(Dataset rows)
# # #

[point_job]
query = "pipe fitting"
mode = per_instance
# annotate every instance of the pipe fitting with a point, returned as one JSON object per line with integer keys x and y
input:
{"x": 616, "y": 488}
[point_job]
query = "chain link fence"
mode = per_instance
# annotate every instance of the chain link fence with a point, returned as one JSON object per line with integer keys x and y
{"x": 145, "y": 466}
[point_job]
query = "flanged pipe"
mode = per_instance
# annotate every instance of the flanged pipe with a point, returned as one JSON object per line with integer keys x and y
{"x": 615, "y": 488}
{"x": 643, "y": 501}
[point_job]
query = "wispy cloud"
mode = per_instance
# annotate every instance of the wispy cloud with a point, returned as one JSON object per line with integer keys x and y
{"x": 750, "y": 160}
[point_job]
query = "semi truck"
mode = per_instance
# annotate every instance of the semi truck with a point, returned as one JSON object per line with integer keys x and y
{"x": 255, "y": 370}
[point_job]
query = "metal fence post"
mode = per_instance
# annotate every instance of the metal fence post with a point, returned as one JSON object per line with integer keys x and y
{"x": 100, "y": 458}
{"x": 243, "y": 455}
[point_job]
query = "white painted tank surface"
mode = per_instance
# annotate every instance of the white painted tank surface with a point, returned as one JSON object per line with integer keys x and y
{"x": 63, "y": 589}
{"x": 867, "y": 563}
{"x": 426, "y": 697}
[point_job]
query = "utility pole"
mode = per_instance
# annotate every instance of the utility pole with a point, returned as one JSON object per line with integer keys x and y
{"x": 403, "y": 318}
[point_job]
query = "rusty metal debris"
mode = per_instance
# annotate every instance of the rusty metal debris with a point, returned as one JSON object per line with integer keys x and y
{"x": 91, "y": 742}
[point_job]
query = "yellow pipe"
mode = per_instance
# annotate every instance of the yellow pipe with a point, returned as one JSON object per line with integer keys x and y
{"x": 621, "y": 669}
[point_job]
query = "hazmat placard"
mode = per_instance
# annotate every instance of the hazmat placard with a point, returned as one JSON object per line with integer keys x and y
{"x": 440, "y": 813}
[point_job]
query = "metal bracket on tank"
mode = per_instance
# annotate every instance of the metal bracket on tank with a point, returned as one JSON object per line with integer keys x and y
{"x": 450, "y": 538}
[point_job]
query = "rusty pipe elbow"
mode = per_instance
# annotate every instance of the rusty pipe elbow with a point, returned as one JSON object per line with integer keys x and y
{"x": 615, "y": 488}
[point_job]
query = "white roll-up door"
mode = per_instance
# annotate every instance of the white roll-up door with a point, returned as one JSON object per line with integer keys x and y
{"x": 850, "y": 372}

# # #

● **STATED TASK**
The lines above should be duplicated exactly.

● **SOLUTION TO THE EXERCISE**
[point_job]
query = "pipe fitting"
mode = per_instance
# annotate every instance of the pipe fitting with a point, returned as one JSON object per line with integer keys x and y
input:
{"x": 616, "y": 488}
[point_job]
query = "chain link fence"
mode = per_instance
# annotate every instance of the chain link fence with a point, returned as one JSON object per line with integer keys x and y
{"x": 145, "y": 466}
[point_job]
query = "flanged pipe"
mode = per_instance
# annotate every instance of the flanged pipe with a point, returned as one JSON object per line with integer keys x and y
{"x": 615, "y": 488}
{"x": 643, "y": 501}
[point_job]
query = "wispy cloud"
mode = per_instance
# annotate every instance of the wispy cloud with a point, returned as one JSON object per line with integer keys x and y
{"x": 750, "y": 160}
[point_job]
query = "semi truck"
mode = per_instance
# annotate every instance of the semi truck with a point, returned as one JSON object per line with integer keys x and y
{"x": 255, "y": 370}
[point_job]
query = "metal fence post"
mode = per_instance
# annotate every instance of the metal fence post with a point, returned as one JSON object per line with integer keys x and y
{"x": 100, "y": 458}
{"x": 243, "y": 455}
[point_job]
query = "white painted tank surface"
mode = per_instance
# annotate every instance of the white painted tank surface with a point, returned as one JSON object per line with integer keys x and y
{"x": 63, "y": 589}
{"x": 867, "y": 563}
{"x": 426, "y": 697}
[point_job]
query = "utility pole"
mode = per_instance
# annotate every instance of the utility pole with a point, returned as one JSON object per line with integer keys x and y
{"x": 403, "y": 318}
[point_job]
query = "rusty metal debris"
mode = per_instance
# annotate every instance of the rusty metal debris with a point, returned as one JSON object per line with integer keys x and y
{"x": 91, "y": 742}
[point_job]
query = "yellow pipe"
mode = per_instance
# annotate every instance of the yellow pipe with a point, returned as one JSON object per line with integer keys x and y
{"x": 621, "y": 669}
[point_job]
query = "hazmat placard"
mode = per_instance
# annotate every instance of the hazmat placard with a point, returned as one JSON object per line with integer keys x and y
{"x": 440, "y": 813}
[point_job]
query = "metal bracket on tank"
mode = per_instance
# annotate every instance of the metal bracket on tank with a point, returned as one JSON object per line with integer keys x and y
{"x": 450, "y": 538}
[point_job]
query = "rusty pipe elbow"
mode = per_instance
# annotate every instance of the rusty pipe elbow with a point, returned as one JSON object per line with integer keys x and y
{"x": 615, "y": 488}
[point_job]
query = "white roll-up door"
mode = per_instance
# annotate every instance of the white roll-up door with a point, returned as one JSON object per line with integer keys x and y
{"x": 850, "y": 372}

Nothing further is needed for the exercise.